Task directions:
From the entries below, gather each line containing the word "form".

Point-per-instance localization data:
• • • •

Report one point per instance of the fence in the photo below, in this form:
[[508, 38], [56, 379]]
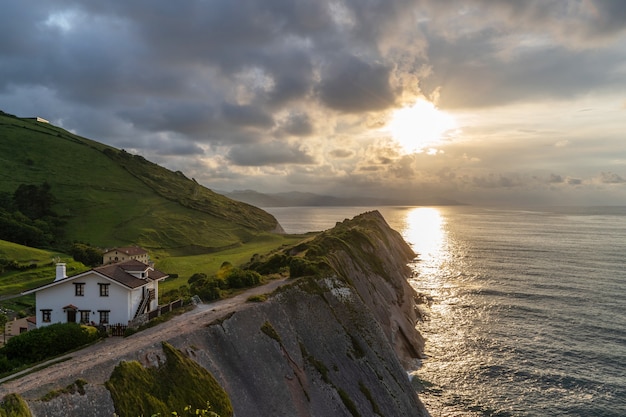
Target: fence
[[118, 329], [165, 309]]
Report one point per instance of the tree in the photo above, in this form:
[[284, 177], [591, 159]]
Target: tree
[[3, 322]]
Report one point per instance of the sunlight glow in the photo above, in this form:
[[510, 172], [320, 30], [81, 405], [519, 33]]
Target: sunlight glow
[[420, 126], [424, 230]]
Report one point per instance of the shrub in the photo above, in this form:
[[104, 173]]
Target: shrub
[[13, 405], [179, 384], [241, 278], [48, 341]]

• • • •

Result of the task:
Report one point per instance of the fence in the photo below, in this form:
Report one point per instance of the tree in the photo above, in this form:
Report one point per instance of the sunlight glow in the photo above, in this form:
Report one point per instance of the shrub in the photo above, in this form:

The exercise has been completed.